[Data entries]

=======

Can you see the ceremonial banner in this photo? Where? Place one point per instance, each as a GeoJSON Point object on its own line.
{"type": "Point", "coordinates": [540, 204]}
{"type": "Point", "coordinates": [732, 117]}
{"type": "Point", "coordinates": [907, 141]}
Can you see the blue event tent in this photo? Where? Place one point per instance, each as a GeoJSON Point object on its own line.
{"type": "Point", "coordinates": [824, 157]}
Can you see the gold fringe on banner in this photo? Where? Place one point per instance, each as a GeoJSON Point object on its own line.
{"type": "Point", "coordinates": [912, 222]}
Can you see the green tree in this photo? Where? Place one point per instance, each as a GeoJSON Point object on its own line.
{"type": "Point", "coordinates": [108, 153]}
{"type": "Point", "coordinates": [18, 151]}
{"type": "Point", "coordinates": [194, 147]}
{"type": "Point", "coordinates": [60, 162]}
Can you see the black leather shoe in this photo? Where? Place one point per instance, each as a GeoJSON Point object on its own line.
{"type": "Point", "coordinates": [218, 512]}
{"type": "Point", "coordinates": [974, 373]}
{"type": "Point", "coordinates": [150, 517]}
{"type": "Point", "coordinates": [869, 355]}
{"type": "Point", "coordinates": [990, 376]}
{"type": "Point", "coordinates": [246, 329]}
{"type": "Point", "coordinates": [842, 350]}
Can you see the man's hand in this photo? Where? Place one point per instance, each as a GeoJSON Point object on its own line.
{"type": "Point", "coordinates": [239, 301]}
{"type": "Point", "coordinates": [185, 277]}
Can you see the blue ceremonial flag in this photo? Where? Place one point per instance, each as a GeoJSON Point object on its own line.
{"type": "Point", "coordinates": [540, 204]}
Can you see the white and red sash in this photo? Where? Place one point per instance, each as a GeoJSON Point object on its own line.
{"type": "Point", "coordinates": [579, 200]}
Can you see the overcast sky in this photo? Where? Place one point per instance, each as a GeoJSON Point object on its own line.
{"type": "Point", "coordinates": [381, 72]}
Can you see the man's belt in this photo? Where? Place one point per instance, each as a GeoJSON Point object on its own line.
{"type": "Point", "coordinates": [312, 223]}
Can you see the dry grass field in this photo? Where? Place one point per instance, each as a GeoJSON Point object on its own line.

=======

**THE TASK**:
Retype the entries precisely as they stand.

**FINAL ANSWER**:
Can you see the ceremonial banner in this photo? Where? Place one point per instance, each as a GeoJSON Point object on its own line.
{"type": "Point", "coordinates": [540, 204]}
{"type": "Point", "coordinates": [732, 117]}
{"type": "Point", "coordinates": [907, 141]}
Can you see the blue event tent in this photo? Where? Place one point per instance, each as a GeoJSON Point object on its own line.
{"type": "Point", "coordinates": [824, 157]}
Can you see the gold fringe on banner in this photo? Where? Place one point per instance, each as a GeoJSON Point object on its own line.
{"type": "Point", "coordinates": [912, 222]}
Can you see the green tree in this photo? Where? Place one point per instance, each as a GeoJSON Point object on its own line.
{"type": "Point", "coordinates": [108, 153]}
{"type": "Point", "coordinates": [18, 151]}
{"type": "Point", "coordinates": [194, 147]}
{"type": "Point", "coordinates": [60, 162]}
Can you see the black leather shoe in this photo? Where? Place one point per instance, each as a GeoJSON Point object on its own line.
{"type": "Point", "coordinates": [218, 512]}
{"type": "Point", "coordinates": [974, 373]}
{"type": "Point", "coordinates": [150, 517]}
{"type": "Point", "coordinates": [869, 355]}
{"type": "Point", "coordinates": [990, 376]}
{"type": "Point", "coordinates": [246, 329]}
{"type": "Point", "coordinates": [842, 350]}
Can you see the man's hand in this photo? Where? Place one point per instance, each as a GeoJSON Point object on its own line.
{"type": "Point", "coordinates": [239, 301]}
{"type": "Point", "coordinates": [185, 277]}
Can you see the blue ceremonial flag in this photo? Where? Place one point per instance, each as a GeoJSON Point object on its own line.
{"type": "Point", "coordinates": [540, 204]}
Can you see the white and red sash in this photo? Where? Place one point per instance, each as a GeoJSON Point object on its own line.
{"type": "Point", "coordinates": [579, 200]}
Can you see the overcast sky in this photo? Where? Place one point per instance, each as a GeoJSON Point object on its own line.
{"type": "Point", "coordinates": [381, 72]}
Can you see the man's belt in this photo? Where? Place one point per instance, each as a GeoJSON Point object on its own line.
{"type": "Point", "coordinates": [312, 223]}
Can you see the dry grass field in this photo? Where? Place one point per instance, each as a GeoJSON Point object on its own line.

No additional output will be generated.